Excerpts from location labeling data
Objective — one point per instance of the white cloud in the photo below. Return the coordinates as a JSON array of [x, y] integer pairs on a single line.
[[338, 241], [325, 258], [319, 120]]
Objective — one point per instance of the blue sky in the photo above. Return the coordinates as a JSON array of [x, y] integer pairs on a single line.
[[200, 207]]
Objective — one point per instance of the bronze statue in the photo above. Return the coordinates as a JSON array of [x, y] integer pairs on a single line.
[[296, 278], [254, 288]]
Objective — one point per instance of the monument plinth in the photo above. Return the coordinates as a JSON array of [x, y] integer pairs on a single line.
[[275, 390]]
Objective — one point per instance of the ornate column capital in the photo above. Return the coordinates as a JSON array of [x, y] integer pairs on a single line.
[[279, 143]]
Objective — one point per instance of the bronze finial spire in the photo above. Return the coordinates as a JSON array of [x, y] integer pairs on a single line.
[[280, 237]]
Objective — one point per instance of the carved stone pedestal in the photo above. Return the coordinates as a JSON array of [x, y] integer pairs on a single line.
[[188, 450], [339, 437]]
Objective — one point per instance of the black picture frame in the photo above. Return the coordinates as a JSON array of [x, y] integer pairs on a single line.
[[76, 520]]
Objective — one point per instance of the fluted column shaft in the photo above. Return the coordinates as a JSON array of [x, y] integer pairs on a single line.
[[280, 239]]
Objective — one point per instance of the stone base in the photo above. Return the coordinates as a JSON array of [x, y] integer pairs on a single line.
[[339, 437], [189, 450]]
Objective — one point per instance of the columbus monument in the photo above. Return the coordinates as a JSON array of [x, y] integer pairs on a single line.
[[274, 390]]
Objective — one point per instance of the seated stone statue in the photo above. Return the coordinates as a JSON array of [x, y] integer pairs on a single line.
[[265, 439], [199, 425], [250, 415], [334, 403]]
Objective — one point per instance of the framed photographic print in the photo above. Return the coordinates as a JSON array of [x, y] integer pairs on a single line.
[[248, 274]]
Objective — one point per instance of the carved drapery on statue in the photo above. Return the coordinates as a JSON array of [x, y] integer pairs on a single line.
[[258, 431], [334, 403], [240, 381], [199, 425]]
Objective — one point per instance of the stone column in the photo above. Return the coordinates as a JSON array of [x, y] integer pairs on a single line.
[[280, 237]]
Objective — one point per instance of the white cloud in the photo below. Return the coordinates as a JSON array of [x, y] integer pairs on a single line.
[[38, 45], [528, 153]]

▶ TASK OBJECTIVE
Set down, word for word, the lines of the entries starting at the one that contains "Objective — one point per instance of the bronze statue" and ending at the one that contains "[[296, 278], [254, 288]]", including both of those lines.

▶ WORKED SOLUTION
Objective — one point per instance of the bronze statue in the photo above. Return the coordinates as a JSON array of [x, y] integer pairs on a single line.
[[296, 278], [254, 288]]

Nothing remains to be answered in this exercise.